→ Extract to read:
-=-=-

Because they lack the muscle tone required for postural support for sitting up, most children with MTMX develop scoliosis (curvature of the spine), sometimes requiring bracing or surgery. Many also experience weakness in muscles that control the focus and movements of the eyes, and movements of the eyelids. For that reason, John Scoggin can't blink and requires rewetting eyedrops every two hours.

To manage these health problems, parents depend partly on home nurses, says Scoggin. However, because most nurses lack familiarity with MTMX, parents must take the initiative in caring for the child, she says. They often learn the best methods of care by trial and error, or by talking to other parents.

For instance, when John Scoggin was younger, he sometimes had bouts of hypoventilation (difficulty breathing) that prompted Pam and Gary to drive him to the emergency room. Often, by the time they reached the hospital, John's breathing had returned to normal. Eventually, Pam and Gary realized that just setting John up in his car seat was helping him breathe by allowing better expansion of his lungs. "There are just little things like this that you have to learn the hard way," says Scoggin.

Scoggin has passed lots of advice on to other parents, and she and Beasley both say they've even taught health professionals some things about caring for kids with MTMX. "There are things that I've come up with," says Beasley, "where Logan's physical therapist has said to me, 'Oh, that's really good, I'm going to try that.'"

Motivating Discovery

Perhaps most important, the tireless efforts of parents like the Scoggins and Maria Beasley have contributed to the work of researchers like Gail Herman.

Fusion of Myoblasts
Myotubes
Muscle Fibers

Early in muscle development, small mononucleate cells (cells with only one nucleus) called myoblasts aggregate and fuse together, forming large, tubular multinucleate cells.

Within these cells, called myotubes, the nuclei are located near the center, and the protein-based machinery required for muscle contraction isn't fully formed.

Normally, when a myotube becomes a mature muscle cell, or muscle fiber, the nuclei migrate to the cell's edges, and threadlike proteins organize into bundles that provide the force for muscle contraction.

-=-=-

→ Dataset section:
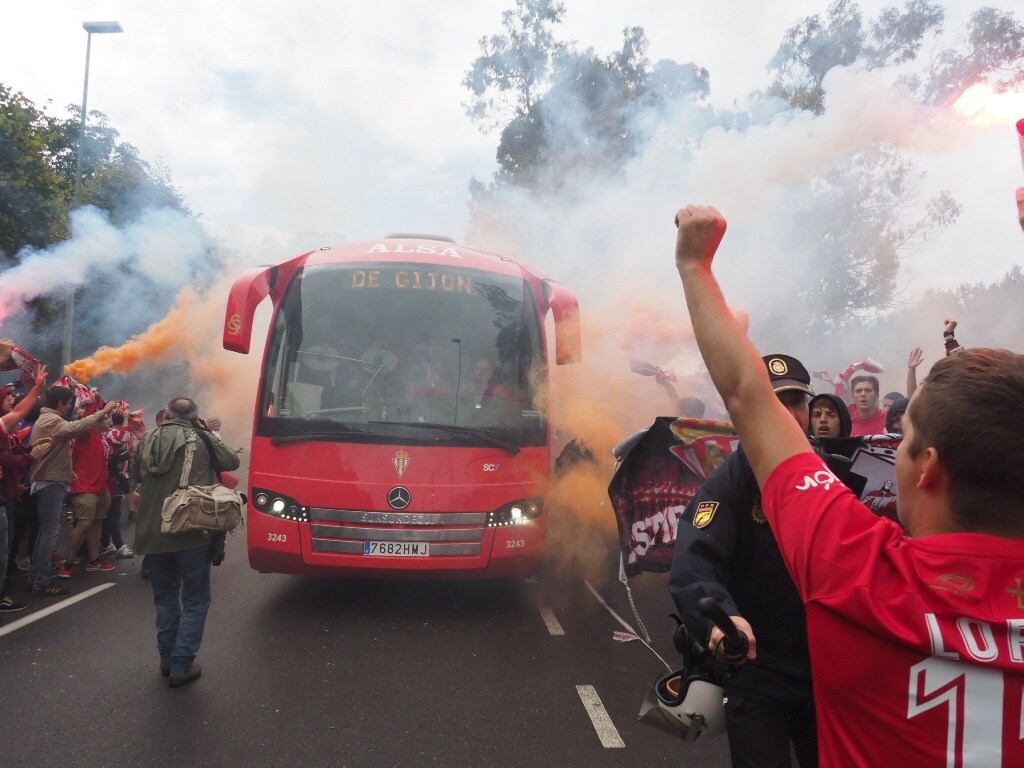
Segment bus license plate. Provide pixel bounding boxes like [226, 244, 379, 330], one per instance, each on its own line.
[362, 542, 430, 557]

-=-=-

→ Exercise:
Answer these questions about the MTMX text, numbering your answers to match.
1. How often does John Scoggin need rewetting eyedrops?
2. What did Pam and Gary realize was helping John breathe during his bouts of hypoventilation?
3. Where do the nuclei migrate when a myotube becomes a muscle fiber?

→ Solution:
1. Every two hours.
2. Setting him up in his car seat, which allowed better expansion of his lungs.
3. To the cell's edges.